───── Exercise text
Chapter 9. Experimental design

That said, our current discussion of experimental design only tangentially addresses some fundamental topics.  For example, we provide thorough discussion of power analysis for a variety of experimental designs (see later Chapters) to help researchers decide upon the appropriate level of replication (sample size) for their experiment. 

However, we provide little discussion of why experiments require replication, generally (although we elude to this in our discussion of sampling error in earlier chapters).  Likewise, we currently do not discuss how to select appropriate controls for an experiment (and when controls are necessary). 

Therefore, our treatment of experimental design assumes some prior knowledge.  We refer readers to Ruxton & Colegrave’s excellent book, “Experimental Design for the Life Sciences” for further support; as mentioned elsewhere, this book is written to be accessible to undergraduates, but I know faculty members who find this book for themselves.
──────────
───── Supplied data
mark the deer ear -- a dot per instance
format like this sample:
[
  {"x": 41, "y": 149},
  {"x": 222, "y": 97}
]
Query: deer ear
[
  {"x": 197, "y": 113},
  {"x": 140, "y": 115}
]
──────────
Exercise requirements:
A. Answer these questions about the Chapter 9 text:
(i) What does the discussion of power analysis help researchers decide?
(ii) Which book are readers referred to for further support?
(iii) For whom is that book written to be accessible?
B. Can you set down the part of the Chapter 9 text starting with "However, we provide" and going on through "book for themselves."?
You can set the records aside; none of the work draws on them.

Solved tasks:
A.
(i) The appropriate level of replication (sample size) for their experiment.
(ii) Ruxton & Colegrave's "Experimental Design for the Life Sciences."
(iii) Undergraduates.

B.
However, we provide little discussion of why experiments require replication, generally (although we elude to this in our discussion of sampling error in earlier chapters).  Likewise, we currently do not discuss how to select appropriate controls for an experiment (and when controls are necessary). 

Therefore, our treatment of experimental design assumes some prior knowledge.  We refer readers to Ruxton & Colegrave’s excellent book, “Experimental Design for the Life Sciences” for further support; as mentioned elsewhere, this book is written to be accessible to undergraduates, but I know faculty members who find this book for themselves.